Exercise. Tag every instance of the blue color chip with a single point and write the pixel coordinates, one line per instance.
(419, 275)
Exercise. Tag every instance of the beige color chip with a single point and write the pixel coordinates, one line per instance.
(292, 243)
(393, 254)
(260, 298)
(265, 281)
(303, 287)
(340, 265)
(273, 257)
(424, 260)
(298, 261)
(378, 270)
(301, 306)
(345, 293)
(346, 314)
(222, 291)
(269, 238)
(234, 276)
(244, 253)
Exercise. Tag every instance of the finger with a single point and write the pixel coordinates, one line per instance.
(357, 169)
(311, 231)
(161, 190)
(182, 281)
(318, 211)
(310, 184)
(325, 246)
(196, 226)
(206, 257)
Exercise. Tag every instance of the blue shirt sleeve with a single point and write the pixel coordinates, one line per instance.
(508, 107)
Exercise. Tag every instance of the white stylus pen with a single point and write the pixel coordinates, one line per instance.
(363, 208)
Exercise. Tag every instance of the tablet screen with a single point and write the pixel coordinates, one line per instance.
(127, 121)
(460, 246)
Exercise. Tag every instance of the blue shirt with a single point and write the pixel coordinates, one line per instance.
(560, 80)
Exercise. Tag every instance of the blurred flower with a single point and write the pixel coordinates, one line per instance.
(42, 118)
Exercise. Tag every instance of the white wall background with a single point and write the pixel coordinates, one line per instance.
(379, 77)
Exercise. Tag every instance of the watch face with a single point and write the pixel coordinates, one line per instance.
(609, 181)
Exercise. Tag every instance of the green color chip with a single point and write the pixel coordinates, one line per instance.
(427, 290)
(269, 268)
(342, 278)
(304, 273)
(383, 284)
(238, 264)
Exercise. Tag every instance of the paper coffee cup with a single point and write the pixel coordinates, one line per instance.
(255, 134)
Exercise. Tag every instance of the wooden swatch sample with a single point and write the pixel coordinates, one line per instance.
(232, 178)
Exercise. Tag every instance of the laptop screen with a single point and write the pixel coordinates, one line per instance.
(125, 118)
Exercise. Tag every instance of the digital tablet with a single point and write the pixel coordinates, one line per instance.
====================
• Task description:
Rewrite all of the rows above, changing "pixel coordinates" to "image coordinates" and leaving everything else unchanged.

• Full solution:
Exercise. Tag every instance of the blue color chip with a single point and write the image coordinates, one line per instance.
(419, 275)
Exercise. Tag every instance of the beige color chip with a single point and write the image coordinates, one line per instance.
(292, 243)
(393, 254)
(260, 298)
(265, 281)
(303, 287)
(340, 265)
(273, 257)
(424, 260)
(298, 261)
(378, 270)
(301, 306)
(345, 293)
(346, 314)
(222, 291)
(269, 238)
(234, 276)
(244, 253)
Exercise. Tag every instance of the finger with a single point and write the image coordinates, one line per instance.
(357, 169)
(311, 231)
(161, 190)
(182, 281)
(318, 211)
(310, 184)
(325, 246)
(196, 226)
(206, 257)
Exercise. Tag every instance of the blue shirt sleeve with a single point and write the image coordinates, one line per instance.
(508, 107)
Exercise. Tag every instance of the white stylus pen with a single point and write the image coordinates, one line per instance.
(363, 208)
Exercise. Tag every instance of the tablet screen with a single point and write the image coordinates, one line per instance.
(127, 121)
(460, 246)
Exercise. Tag every instance of the blue shirt with a single point and write the image coordinates, one line per instance.
(560, 80)
Exercise. Tag every instance of the blurred flower with a single point and write the image coordinates, one line per instance.
(42, 118)
Exercise. Tag every instance of the white wall background with a single point and write the image coordinates, one line per instance.
(379, 77)
Exercise. Tag every instance of the watch face with a single point and write the image coordinates, one line per instance.
(609, 181)
Exercise. Tag every instance of the green color chip with a single point and write the image coordinates, one line per instance.
(427, 290)
(269, 268)
(342, 278)
(304, 273)
(383, 284)
(238, 264)
Exercise. Tag every instance of the paper coffee cup with a single point and write the image coordinates, one line per instance.
(255, 134)
Exercise. Tag every instance of the wooden swatch sample with a single point and write the image coordinates, one line per instance.
(232, 178)
Exercise. Tag every instance of the laptop screen with a single point and write the image coordinates, one line per instance.
(125, 118)
Exercise. Tag every instance of the digital tablet with a single point and write the image coordinates, one line per instance.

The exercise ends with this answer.